§ PROVIDED TEXT
Note: in this tutorial we have a application work directory called hadoopApplications. Having an utility folder like this is useful to maintain/develope/test your applications (in R, bash or other); when an application is ready you can compress (jar) it and copy into hadoop hdfs folder.


Create the directory structure

More info about legacy applications structure here.

cd
mkdir -p hadoopApplications/ird/indicator_i1      # we choose to put it inside an ird folder group
cd hadoopApplications/ird/indicator_i1
mkdir -p application/indicator_i1/bin/ application/indicator_i1/lib

so we have:

tree
.
|-- application
    `-- indicator_i1
        |-- bin
        |-- lib

Copy and integrate the .R script

Note: with the header #!/usr/bin/Rscript you allow to run the script as executable (for smart call by the run bash script) Note: in the pre-processing statements some parameters are set, something from args, others by constants (year_attribute_name) Note: in the post-processing statements the results file are copied to the current directory (Sys.getenv("PWD"))


#!/usr/bin/Rscript --vanilla --slave
# Francesco Cerasuolo - Terradue
# pre-processing 
 
args <- commandArgs(TRUE)
wfsUrl <- args[1]
typeName <- args[2]
species <- args[3]
 
connection_type <- "remote"
data_type <- "WFS"
url <- wfsUrl
layer <- typeName
ogc_filter <- paste('<ogc:Filter xmlns:ogc="http://www.opengis.net/ogc" xmlns:gml="http://www.opengis.net/gml">
	<ogc:PropertyIsEqualTo><ogc:PropertyName>species</ogc:PropertyName><ogc:Literal>',
	species,
	'</ogc:Literal></ogc:PropertyIsEqualTo></ogc:Filter>',
	sep="")

§ WORK TO COMPLETE
In the Hadoop tutorial, copy the part that opens with the words "Note: with the" and closes with "args <- commandArgs(TRUE)", replacing "pre-processing" with "preparation" throughout.

§ DATA BLOCK

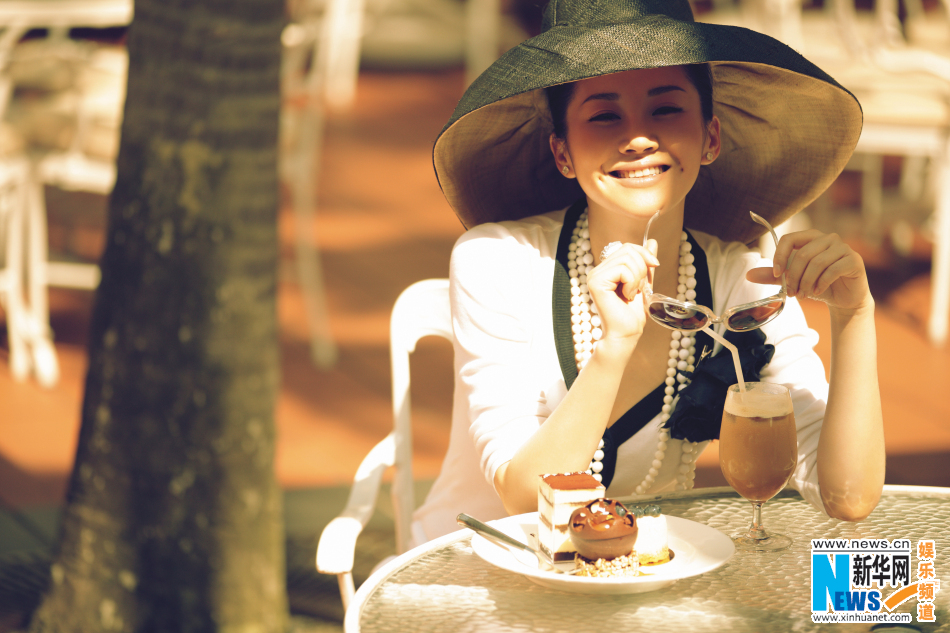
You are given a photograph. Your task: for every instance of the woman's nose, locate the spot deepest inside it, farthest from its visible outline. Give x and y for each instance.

§ PROBLEM SOLUTION
Note: with the header #!/usr/bin/Rscript you allow to run the script as executable (for smart call by the run bash script) Note: in the preparation statements some parameters are set, something from args, others by constants (year_attribute_name) Note: in the post-processing statements the results file are copied to the current directory (Sys.getenv("PWD"))


#!/usr/bin/Rscript --vanilla --slave
# Francesco Cerasuolo - Terradue
# preparation 
 
args <- commandArgs(TRUE)